Given data:
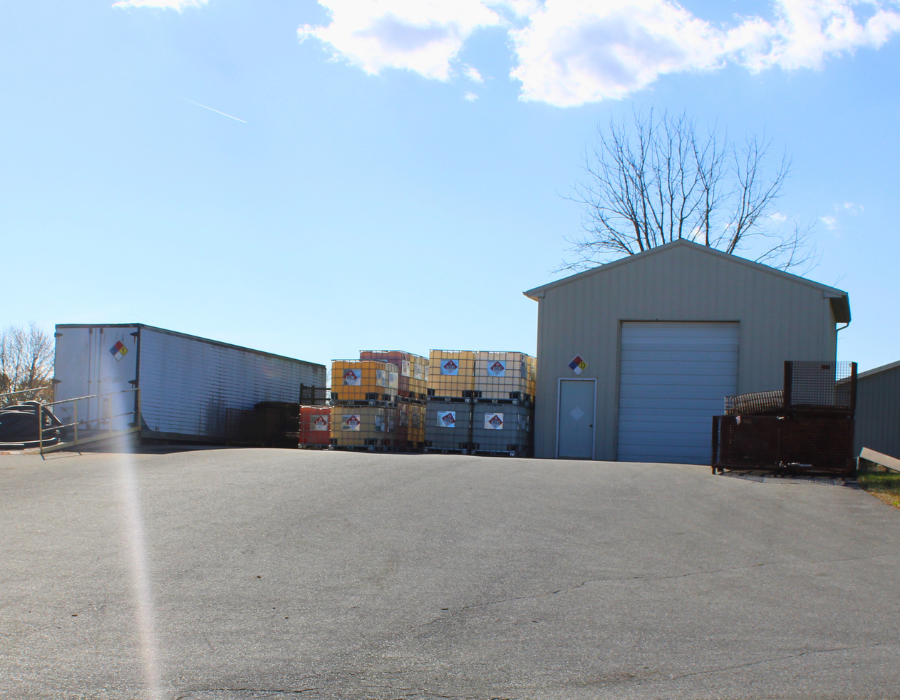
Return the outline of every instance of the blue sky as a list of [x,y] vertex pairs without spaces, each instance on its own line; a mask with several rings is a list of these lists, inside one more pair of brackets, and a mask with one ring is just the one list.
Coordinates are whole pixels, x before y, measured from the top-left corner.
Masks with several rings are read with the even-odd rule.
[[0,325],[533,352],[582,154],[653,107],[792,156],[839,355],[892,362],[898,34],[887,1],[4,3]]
--
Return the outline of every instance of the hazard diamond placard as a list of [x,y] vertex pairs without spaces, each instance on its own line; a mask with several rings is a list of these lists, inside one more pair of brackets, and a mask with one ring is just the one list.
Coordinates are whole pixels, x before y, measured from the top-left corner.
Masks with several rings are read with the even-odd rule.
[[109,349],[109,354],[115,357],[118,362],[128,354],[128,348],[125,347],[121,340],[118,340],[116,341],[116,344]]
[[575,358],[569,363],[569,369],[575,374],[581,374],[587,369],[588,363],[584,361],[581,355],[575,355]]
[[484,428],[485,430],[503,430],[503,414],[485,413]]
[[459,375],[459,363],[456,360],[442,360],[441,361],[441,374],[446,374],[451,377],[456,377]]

Exercise instructions: Each line in the records above with "vertex" must be returned.

Output of the task:
Return the outline of every instance of the blue sky as a list of [x,y] vertex pairs without spaces, each instance on its own line; a mask with several rings is a list of these lists, inside one more pair of brackets, and a mask with one ring is just the one list.
Return the outline of every instance of the hazard diamond placard as a list of [x,y] vertex pairs without spaces, each instance on its own line; a mask with several rings is a list of these lists, inside one more pair of brackets, and a mask with one ring is just the one list.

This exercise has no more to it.